Activity ->
Print all of the records. Exclude the images.
[Opening Records shown section]
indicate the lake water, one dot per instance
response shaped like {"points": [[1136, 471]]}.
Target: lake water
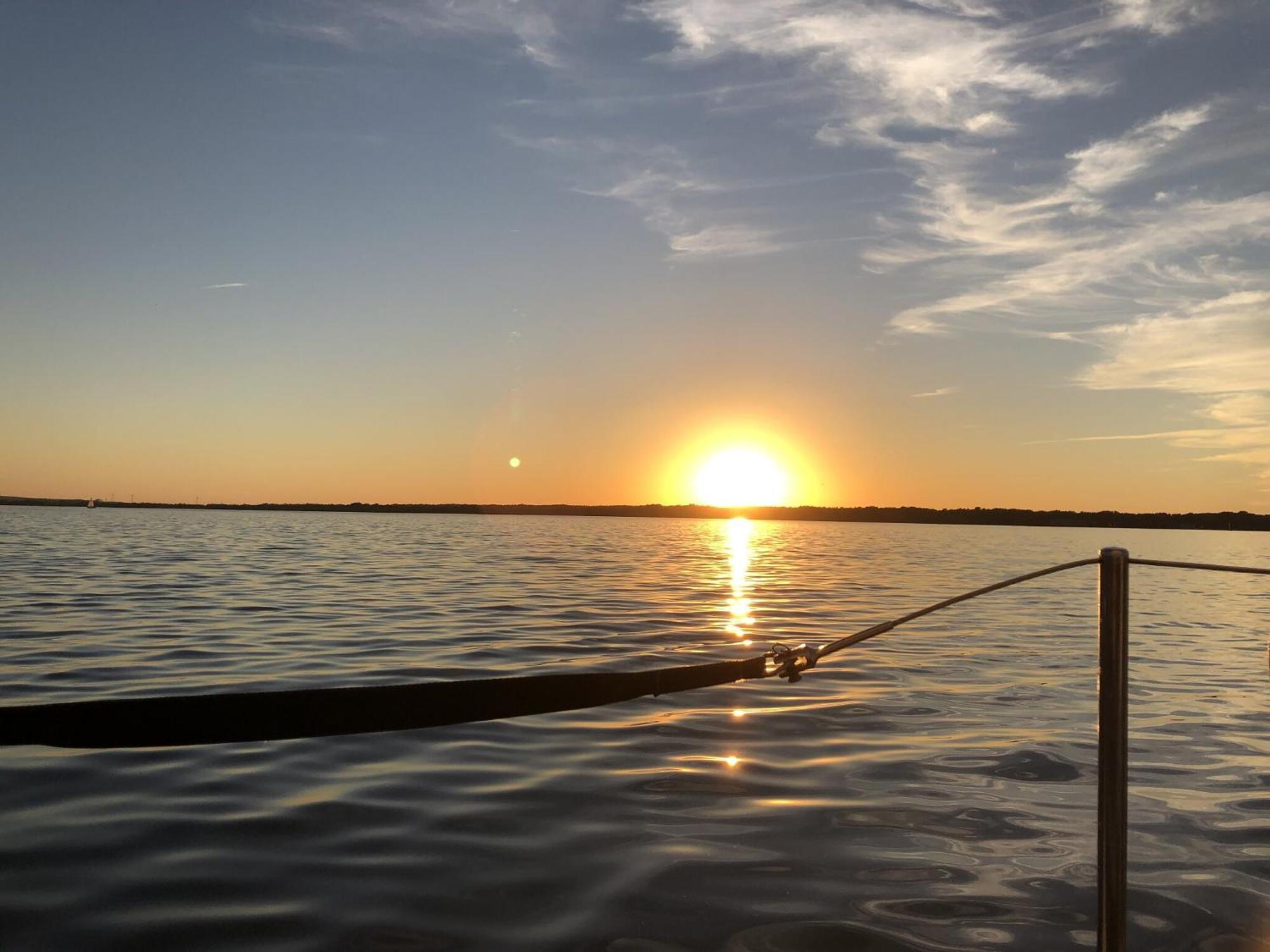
{"points": [[932, 790]]}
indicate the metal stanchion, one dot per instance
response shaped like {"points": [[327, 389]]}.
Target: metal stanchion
{"points": [[1113, 748]]}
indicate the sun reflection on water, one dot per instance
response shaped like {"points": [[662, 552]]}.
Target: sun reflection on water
{"points": [[739, 534]]}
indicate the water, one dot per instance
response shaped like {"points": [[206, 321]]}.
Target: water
{"points": [[933, 790]]}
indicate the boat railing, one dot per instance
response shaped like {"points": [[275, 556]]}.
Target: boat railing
{"points": [[280, 715]]}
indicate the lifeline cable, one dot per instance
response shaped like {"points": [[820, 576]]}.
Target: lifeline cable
{"points": [[323, 713]]}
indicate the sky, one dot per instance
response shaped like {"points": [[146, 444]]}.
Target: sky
{"points": [[919, 252]]}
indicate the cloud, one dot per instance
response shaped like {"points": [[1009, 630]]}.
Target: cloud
{"points": [[355, 25], [665, 188], [1111, 163], [1161, 17], [891, 68], [725, 242], [1216, 347], [1219, 350]]}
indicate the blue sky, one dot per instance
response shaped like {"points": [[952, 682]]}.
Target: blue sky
{"points": [[940, 252]]}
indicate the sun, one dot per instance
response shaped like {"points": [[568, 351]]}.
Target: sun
{"points": [[741, 477]]}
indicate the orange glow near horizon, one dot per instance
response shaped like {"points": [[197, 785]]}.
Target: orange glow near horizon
{"points": [[741, 477]]}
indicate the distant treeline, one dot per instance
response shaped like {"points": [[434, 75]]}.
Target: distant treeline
{"points": [[866, 513]]}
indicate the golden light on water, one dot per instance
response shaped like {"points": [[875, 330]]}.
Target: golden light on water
{"points": [[739, 535], [741, 477]]}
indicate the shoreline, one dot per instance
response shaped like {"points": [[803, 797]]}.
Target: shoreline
{"points": [[1050, 519]]}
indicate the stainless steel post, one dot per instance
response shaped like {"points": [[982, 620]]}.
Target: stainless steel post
{"points": [[1113, 748]]}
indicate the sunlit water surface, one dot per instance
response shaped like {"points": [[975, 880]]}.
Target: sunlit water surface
{"points": [[932, 790]]}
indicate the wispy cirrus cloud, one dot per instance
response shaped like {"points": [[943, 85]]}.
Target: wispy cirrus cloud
{"points": [[1128, 242], [537, 29], [666, 190]]}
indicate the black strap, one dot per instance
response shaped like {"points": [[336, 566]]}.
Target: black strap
[Closing Records shown section]
Result of this exercise ->
indicate the lake water, one dot per instance
response shaped like {"points": [[1136, 471]]}.
Target: lake water
{"points": [[932, 790]]}
indicate the metal stanchion, one dot per instance
response shaped like {"points": [[327, 389]]}.
Target: metal stanchion
{"points": [[1113, 748]]}
indicate the sun reflection on water, one dot per instance
response shaped like {"points": [[662, 552]]}.
Target: sun reflection on water
{"points": [[739, 534]]}
indicate the water, one dot per instance
response shaped like {"points": [[206, 321]]}.
Target: water
{"points": [[933, 790]]}
indicate the boat railing, one dot per instance
response shaped like {"points": [[275, 556]]}.
Target: boat railing
{"points": [[280, 715]]}
indicate the lifeline cable, one dot per instance
response shaped like {"points": [[820, 576]]}.
Target: lifeline cable
{"points": [[323, 713]]}
indicate the sky, one dot per instance
response shaped like {"points": [[146, 444]]}.
Target: sky
{"points": [[919, 252]]}
indicate the cloud, one dot per instance
response shaped like {"points": [[1009, 630]]}.
Target: cloud
{"points": [[355, 25], [665, 188], [1111, 163], [1161, 17], [891, 68], [725, 242], [1216, 347], [1219, 350]]}
indicate the blue sky, one dot per instance
response shaped like {"points": [[952, 682]]}.
Target: blue sky
{"points": [[940, 252]]}
indicate the sun, one dot per instance
response shaped like {"points": [[568, 351]]}.
Target: sun
{"points": [[741, 477]]}
indicate the orange glow near horizon, one dot per instance
response shaped like {"points": [[197, 785]]}.
Target: orange glow near horizon
{"points": [[741, 477]]}
indicate the distant treeline, one dot per instance
response shaped like {"points": [[434, 75]]}.
Target: distant treeline
{"points": [[866, 513]]}
indicate the golden light on water, one dot per instance
response shaped like {"points": [[875, 330]]}.
Target: golden light on water
{"points": [[739, 535], [741, 477]]}
indicate the shoreline, one dot per instance
response shaped like {"points": [[803, 797]]}.
Target: shoreline
{"points": [[1050, 519]]}
indicate the stainless steel post, one dot per instance
response shaped like {"points": [[982, 620]]}.
Target: stainless steel post
{"points": [[1113, 748]]}
indicate the sunlit water surface, one dot per instance
response shaped like {"points": [[975, 880]]}.
Target: sunlit water surface
{"points": [[932, 790]]}
indicate the wispy cirrus cloud, one dot per instance
response shaped like {"points": [[943, 85]]}.
Target: wispy cirrus cloud
{"points": [[1128, 242], [537, 29], [666, 190]]}
indicate the black strap, one dot per instance
response shaped like {"points": [[336, 566]]}.
Target: black strap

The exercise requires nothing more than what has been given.